[start SUPPLIED DATA]

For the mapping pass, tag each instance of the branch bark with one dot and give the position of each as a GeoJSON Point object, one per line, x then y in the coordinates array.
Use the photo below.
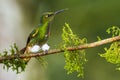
{"type": "Point", "coordinates": [54, 51]}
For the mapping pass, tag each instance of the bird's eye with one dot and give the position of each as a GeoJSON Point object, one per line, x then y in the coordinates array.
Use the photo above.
{"type": "Point", "coordinates": [49, 15]}
{"type": "Point", "coordinates": [46, 16]}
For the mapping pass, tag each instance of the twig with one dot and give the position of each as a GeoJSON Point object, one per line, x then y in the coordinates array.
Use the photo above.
{"type": "Point", "coordinates": [54, 51]}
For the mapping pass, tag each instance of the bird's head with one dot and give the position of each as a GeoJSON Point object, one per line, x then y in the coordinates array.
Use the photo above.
{"type": "Point", "coordinates": [49, 16]}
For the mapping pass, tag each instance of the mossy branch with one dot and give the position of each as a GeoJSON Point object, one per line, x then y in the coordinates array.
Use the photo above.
{"type": "Point", "coordinates": [55, 51]}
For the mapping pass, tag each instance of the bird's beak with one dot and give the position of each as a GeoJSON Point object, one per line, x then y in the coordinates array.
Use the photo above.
{"type": "Point", "coordinates": [57, 12]}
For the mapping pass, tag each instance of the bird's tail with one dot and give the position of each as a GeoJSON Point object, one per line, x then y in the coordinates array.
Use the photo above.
{"type": "Point", "coordinates": [24, 51]}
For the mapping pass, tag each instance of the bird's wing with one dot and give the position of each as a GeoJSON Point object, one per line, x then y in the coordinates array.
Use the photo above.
{"type": "Point", "coordinates": [32, 34]}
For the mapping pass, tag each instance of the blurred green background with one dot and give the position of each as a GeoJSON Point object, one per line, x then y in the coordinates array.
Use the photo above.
{"type": "Point", "coordinates": [87, 18]}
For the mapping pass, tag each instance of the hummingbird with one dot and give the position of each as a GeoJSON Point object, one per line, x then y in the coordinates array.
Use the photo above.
{"type": "Point", "coordinates": [37, 39]}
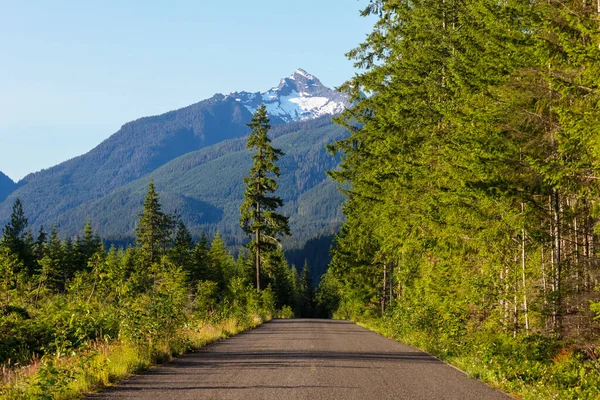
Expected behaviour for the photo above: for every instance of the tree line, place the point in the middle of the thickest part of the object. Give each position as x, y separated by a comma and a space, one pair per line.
59, 295
471, 172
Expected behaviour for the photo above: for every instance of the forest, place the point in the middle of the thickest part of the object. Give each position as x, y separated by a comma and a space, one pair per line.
76, 316
472, 173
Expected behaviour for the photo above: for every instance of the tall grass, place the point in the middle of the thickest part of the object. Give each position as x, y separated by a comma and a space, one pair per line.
106, 362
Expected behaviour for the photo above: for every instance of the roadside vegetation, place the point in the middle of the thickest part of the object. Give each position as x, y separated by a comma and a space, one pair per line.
75, 317
472, 181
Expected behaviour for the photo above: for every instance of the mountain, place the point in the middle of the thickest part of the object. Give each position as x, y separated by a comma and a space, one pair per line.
298, 97
7, 186
206, 188
197, 158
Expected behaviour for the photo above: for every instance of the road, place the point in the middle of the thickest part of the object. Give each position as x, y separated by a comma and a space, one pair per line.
304, 359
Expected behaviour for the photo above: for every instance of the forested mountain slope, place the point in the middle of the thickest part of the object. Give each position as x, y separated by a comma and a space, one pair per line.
206, 188
138, 148
198, 159
7, 186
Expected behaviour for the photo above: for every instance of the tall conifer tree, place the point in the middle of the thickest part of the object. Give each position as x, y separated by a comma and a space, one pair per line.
258, 217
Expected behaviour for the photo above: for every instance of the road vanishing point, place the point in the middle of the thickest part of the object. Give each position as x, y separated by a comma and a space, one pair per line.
304, 359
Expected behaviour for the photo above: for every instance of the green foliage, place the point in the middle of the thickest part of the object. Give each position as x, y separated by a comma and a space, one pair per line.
258, 216
470, 176
82, 299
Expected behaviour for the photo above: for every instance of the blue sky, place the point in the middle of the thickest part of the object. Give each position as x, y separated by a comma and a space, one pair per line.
73, 72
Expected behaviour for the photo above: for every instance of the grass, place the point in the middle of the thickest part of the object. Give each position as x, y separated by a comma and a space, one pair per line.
527, 368
105, 363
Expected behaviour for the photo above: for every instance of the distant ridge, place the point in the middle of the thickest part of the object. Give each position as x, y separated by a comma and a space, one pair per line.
7, 186
197, 157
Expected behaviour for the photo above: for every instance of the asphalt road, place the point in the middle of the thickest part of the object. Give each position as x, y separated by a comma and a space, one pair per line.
304, 359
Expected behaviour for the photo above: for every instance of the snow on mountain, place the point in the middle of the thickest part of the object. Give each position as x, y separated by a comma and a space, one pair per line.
300, 96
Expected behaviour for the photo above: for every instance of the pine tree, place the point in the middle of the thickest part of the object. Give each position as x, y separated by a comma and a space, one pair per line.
306, 299
199, 269
154, 229
183, 245
258, 217
15, 232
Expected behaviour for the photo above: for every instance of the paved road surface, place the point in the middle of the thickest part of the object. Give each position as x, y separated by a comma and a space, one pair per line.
304, 359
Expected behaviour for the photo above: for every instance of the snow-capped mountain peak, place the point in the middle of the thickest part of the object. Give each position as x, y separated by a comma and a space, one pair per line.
301, 96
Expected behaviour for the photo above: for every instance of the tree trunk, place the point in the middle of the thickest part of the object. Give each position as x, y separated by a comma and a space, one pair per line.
557, 312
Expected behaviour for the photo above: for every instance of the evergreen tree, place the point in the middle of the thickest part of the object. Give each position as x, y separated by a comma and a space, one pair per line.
258, 217
183, 245
221, 265
306, 294
40, 243
153, 230
200, 264
14, 233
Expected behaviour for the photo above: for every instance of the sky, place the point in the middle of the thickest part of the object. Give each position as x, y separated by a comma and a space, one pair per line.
73, 72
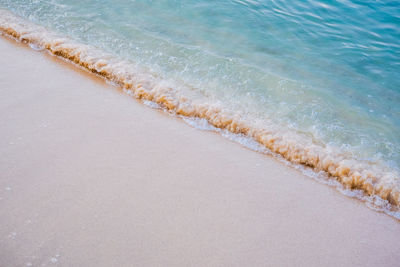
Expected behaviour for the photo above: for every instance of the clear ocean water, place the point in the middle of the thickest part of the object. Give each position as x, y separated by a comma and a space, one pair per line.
326, 72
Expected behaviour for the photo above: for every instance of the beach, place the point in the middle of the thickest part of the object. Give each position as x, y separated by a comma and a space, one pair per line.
91, 177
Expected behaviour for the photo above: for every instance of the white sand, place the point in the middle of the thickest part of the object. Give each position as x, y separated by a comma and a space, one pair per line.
91, 177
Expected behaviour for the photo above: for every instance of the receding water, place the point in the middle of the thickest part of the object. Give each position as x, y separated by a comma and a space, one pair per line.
326, 71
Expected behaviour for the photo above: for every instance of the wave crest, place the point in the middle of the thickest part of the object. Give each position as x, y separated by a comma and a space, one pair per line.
372, 179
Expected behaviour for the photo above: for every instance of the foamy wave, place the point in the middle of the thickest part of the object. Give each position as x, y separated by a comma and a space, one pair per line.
372, 179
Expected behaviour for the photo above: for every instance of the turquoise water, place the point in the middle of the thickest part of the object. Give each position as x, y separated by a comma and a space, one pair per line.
326, 71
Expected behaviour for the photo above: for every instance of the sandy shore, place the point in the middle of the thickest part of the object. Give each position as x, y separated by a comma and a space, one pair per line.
91, 177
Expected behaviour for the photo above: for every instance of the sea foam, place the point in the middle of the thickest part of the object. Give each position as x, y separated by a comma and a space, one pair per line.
376, 184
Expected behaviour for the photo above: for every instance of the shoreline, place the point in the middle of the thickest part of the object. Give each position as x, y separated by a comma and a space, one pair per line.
91, 177
374, 185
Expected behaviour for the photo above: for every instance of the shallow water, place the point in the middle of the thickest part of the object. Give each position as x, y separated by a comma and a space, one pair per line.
320, 77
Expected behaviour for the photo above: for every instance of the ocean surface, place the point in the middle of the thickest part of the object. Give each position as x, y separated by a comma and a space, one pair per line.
315, 82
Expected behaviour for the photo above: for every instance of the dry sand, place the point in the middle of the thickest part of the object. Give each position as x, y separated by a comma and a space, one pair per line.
91, 177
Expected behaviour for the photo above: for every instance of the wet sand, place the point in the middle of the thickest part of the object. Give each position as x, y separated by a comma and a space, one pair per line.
91, 177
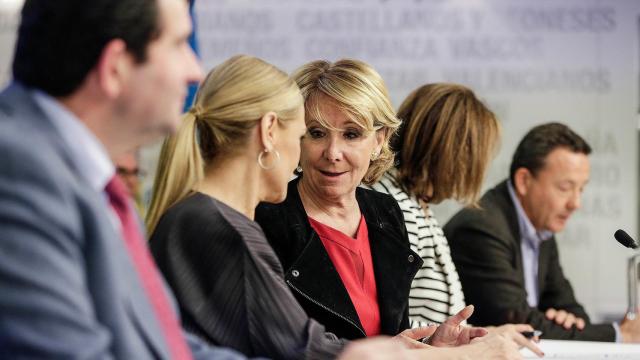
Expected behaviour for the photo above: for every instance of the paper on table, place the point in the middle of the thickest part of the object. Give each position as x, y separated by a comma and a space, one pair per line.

[end SUPPLIED DATA]

TASK REQUIREMENTS >> Extract precisely the lines beginning at the line containing "wet sand, place" and ending at the last line of the entries above, exactly as written and with no pictures.

FINISHED TASK >>
Expected behaviour for the photo above: for every instance of the wet sand, place the point in the middle of the thickest part of the object. Give each position as x, y separated by a comma and a space, one pair per line.
91, 177
Expected behaviour for the photo above: for every instance of the paper on table, place the point in the middle of the thickest part of the object. Give each position as x, y separated by a comma and a space, one pair per line.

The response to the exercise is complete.